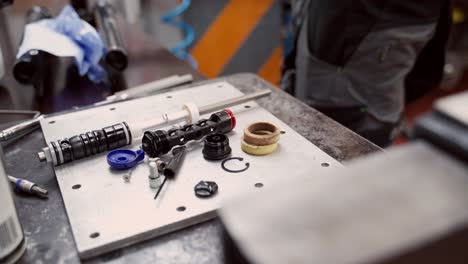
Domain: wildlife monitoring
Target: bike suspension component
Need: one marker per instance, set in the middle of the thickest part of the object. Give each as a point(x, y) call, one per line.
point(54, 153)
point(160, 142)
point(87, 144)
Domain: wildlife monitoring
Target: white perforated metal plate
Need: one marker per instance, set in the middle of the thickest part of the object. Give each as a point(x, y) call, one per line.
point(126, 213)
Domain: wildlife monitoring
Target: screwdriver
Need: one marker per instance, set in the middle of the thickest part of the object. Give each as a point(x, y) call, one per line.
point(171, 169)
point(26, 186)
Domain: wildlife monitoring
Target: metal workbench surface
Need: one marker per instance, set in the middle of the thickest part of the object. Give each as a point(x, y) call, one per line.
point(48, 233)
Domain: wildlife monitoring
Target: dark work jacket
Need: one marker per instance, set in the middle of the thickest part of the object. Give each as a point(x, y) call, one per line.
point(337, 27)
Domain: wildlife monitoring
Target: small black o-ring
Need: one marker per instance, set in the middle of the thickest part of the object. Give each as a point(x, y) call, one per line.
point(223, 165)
......
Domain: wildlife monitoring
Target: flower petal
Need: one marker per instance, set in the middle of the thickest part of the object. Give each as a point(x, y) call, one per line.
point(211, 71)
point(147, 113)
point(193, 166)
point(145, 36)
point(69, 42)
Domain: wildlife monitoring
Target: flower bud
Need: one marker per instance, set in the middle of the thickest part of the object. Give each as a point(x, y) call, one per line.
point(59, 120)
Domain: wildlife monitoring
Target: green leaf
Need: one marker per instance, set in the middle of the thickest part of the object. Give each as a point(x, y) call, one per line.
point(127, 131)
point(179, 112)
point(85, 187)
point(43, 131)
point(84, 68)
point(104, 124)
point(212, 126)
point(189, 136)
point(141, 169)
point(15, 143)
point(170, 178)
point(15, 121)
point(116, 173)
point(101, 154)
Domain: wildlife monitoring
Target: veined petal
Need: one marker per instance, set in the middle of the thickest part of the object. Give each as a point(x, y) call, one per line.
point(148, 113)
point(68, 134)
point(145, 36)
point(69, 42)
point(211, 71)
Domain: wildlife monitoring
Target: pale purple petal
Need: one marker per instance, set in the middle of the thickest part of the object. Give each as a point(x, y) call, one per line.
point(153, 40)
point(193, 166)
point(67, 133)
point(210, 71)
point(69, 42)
......
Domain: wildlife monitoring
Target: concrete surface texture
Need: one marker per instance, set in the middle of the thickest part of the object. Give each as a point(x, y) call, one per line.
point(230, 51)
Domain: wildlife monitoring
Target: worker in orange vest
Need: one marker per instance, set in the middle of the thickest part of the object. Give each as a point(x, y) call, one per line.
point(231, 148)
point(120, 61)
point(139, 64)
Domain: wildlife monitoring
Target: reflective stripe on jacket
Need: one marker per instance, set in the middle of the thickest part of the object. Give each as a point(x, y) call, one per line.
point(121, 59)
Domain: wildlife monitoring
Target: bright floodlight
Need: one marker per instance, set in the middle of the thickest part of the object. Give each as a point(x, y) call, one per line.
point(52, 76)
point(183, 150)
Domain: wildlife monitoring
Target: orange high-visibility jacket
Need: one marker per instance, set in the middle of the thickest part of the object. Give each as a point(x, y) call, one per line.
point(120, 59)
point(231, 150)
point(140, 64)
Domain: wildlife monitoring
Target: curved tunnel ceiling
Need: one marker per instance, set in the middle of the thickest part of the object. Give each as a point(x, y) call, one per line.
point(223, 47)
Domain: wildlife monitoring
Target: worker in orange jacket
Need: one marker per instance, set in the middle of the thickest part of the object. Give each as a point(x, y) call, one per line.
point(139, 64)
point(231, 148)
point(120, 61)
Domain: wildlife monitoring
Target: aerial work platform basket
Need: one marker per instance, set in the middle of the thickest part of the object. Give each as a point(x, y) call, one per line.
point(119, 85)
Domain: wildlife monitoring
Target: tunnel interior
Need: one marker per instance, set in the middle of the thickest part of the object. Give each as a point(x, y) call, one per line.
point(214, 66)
......
Scan the records for the word "jacket" and copy every line where it is found.

- [WRITTEN SOLUTION]
Target: dark work jacket
Target: reflective stripe on jacket
Target: orange high-visibility jacket
Target: worker in orange jacket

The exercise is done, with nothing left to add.